- Tasks to perform -
1. Update the rows from the line containing "Can you find the splintered" through the end of the rows, inclusive, swapping "photo" for "image" and keeping everything else the same. Give back only those lines.
2. Carry on the news report about Miguna Miguna's compensation claim, picking up right after its last sentence.

Exiled Kenyan lawyer Miguna Miguna wants the state and airlines to pay him over Sh1 million, which he used during his last aborted trip to Kenya.
In a fresh application filed on Tuesday at the Milimani law courts, Miguna through lawyer Adrian Kamotho says the state should be ordered to compensate him.
“I spent more than $10,000 (Sh1 million) and an equivalent amount in March 2018 and January 2020 when the state prevented me from entering Kenya,” he says.
He says to date Air France has never refunded him the fare he paid for his Berlin-Nairobi round trip which he was stopped from taking.
“I spent $4,300 (Sh488,566) on air transport and $3400 (Sh386,308) on hotel accommodation,” Miguna says.
Further Miguna wants Foreign Affairs CS Raychelle Omamo jailed for six months for disobeying court orders issued in November last year directing him to be given an emergency travel document.

- Information shown -
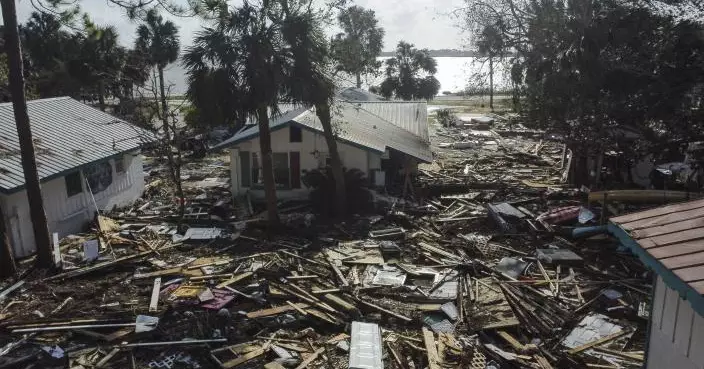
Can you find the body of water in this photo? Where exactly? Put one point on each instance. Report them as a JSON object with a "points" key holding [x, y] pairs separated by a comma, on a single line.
{"points": [[454, 73]]}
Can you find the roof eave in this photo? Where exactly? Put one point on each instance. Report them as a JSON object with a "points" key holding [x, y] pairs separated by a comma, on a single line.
{"points": [[669, 277], [13, 190]]}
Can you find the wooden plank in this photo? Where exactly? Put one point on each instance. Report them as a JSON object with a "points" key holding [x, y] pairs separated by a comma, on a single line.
{"points": [[683, 329], [235, 279], [692, 274], [159, 273], [663, 219], [273, 365], [683, 261], [273, 311], [438, 251], [658, 303], [311, 358], [339, 302], [673, 238], [300, 310], [598, 342], [543, 362], [674, 208], [389, 312], [337, 270], [154, 304], [676, 249], [677, 225], [243, 359], [431, 349], [698, 286], [512, 341]]}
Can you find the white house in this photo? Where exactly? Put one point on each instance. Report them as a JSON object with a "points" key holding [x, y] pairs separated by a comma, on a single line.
{"points": [[85, 159], [380, 138], [670, 240]]}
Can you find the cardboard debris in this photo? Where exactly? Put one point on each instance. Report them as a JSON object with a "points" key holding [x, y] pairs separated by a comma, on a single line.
{"points": [[493, 263]]}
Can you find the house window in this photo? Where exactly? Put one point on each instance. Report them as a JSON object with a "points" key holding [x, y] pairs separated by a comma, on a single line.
{"points": [[255, 170], [246, 169], [74, 186], [99, 176], [295, 134], [282, 174], [120, 165]]}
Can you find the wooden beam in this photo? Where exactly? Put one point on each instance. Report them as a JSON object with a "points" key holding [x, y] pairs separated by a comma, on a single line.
{"points": [[243, 359], [235, 279], [389, 312], [274, 311], [154, 304], [431, 349], [598, 342], [310, 358]]}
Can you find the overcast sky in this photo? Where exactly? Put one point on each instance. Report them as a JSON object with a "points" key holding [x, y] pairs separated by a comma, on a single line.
{"points": [[425, 23]]}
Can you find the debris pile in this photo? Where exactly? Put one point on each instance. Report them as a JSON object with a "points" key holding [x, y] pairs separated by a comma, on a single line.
{"points": [[489, 271]]}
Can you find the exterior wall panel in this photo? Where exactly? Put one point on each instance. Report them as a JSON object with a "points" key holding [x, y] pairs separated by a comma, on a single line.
{"points": [[67, 215]]}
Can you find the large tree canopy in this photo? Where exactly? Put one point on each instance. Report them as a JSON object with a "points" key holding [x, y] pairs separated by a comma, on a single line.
{"points": [[356, 49], [587, 69], [410, 74]]}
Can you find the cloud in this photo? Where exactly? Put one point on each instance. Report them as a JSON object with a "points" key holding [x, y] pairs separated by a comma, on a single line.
{"points": [[424, 23]]}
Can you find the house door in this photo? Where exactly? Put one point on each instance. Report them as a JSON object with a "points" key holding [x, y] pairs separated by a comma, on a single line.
{"points": [[295, 166], [16, 235]]}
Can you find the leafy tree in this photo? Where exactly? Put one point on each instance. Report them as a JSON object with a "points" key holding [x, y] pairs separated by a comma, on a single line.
{"points": [[309, 84], [490, 44], [410, 74], [356, 49], [102, 59], [158, 41], [263, 54]]}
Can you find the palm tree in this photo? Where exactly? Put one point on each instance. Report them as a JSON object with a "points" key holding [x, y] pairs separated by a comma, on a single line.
{"points": [[158, 41], [310, 84], [103, 58], [264, 54]]}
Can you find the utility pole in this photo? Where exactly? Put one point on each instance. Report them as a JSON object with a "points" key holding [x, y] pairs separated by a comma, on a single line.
{"points": [[7, 259], [24, 134]]}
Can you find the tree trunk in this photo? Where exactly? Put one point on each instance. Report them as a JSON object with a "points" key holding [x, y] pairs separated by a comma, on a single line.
{"points": [[491, 82], [174, 167], [267, 165], [24, 134], [7, 258], [323, 113], [101, 95]]}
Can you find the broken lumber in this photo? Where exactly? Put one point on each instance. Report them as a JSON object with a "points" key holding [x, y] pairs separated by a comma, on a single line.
{"points": [[310, 358], [598, 342], [431, 349], [381, 309]]}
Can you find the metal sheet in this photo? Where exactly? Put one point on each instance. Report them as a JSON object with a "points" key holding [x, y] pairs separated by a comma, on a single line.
{"points": [[365, 347], [67, 134]]}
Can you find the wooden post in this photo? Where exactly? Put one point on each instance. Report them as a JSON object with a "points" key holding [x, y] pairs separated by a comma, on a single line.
{"points": [[24, 135], [7, 257]]}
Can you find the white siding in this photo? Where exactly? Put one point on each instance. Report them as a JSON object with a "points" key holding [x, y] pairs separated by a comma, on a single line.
{"points": [[312, 149], [67, 215], [676, 332]]}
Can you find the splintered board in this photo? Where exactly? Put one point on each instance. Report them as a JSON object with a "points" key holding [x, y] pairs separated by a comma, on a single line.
{"points": [[491, 309]]}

- Per-task answers -
1.
Can you find the splintered board in this image? Where exactly? Put one point on each instance. Report them as a JSON object with a "points" key holding [x, y] pairs separated by a comma, on a single line.
{"points": [[491, 309]]}

2.
“I seek severe penal punishment including but not limited to custodial sentences of the contemnors in addition to having them ordered to jointly and severally compensate me for the losses incurred concerning the aborted trip to Kenya in November,” the application reads.
Miguna wants Omamo to purge the contempt by enabling him to obtain his emergency travel document from Kenya High Commission, Ottawa or the Kenya High Commission, Berlin.
He says if Omamo fails to comply with the orders then citizens should arrest her on sight and deliver her to Kamiti Maximum Prison.
Miguna says Omamo has refused to comply with the court ruling and order despite being aware of it, she has willfully disobeyed the same with impunity and demonstrated callous refusal to comply with it.
“The actions of the CS are in bad faith, contemptuous and a dangerous affront to the proper administration of justice,” he said.
Justice Hedwig Ong'undi had directed Omamo to ensure the order was complied with.
The CS directed Miguna to obtain an emergency travel document from the Kenyan High Commission in Ottawa, Canada, or Berlin, Germany, within 72 hours.
Once in possession of the emergency travel document, Air France should allow him to board an available flight to Kenya with immediate effect.
In his affidavit, Miguna says he went to the Kenya High Commission in Berlin on November 22 after the court order but they declined.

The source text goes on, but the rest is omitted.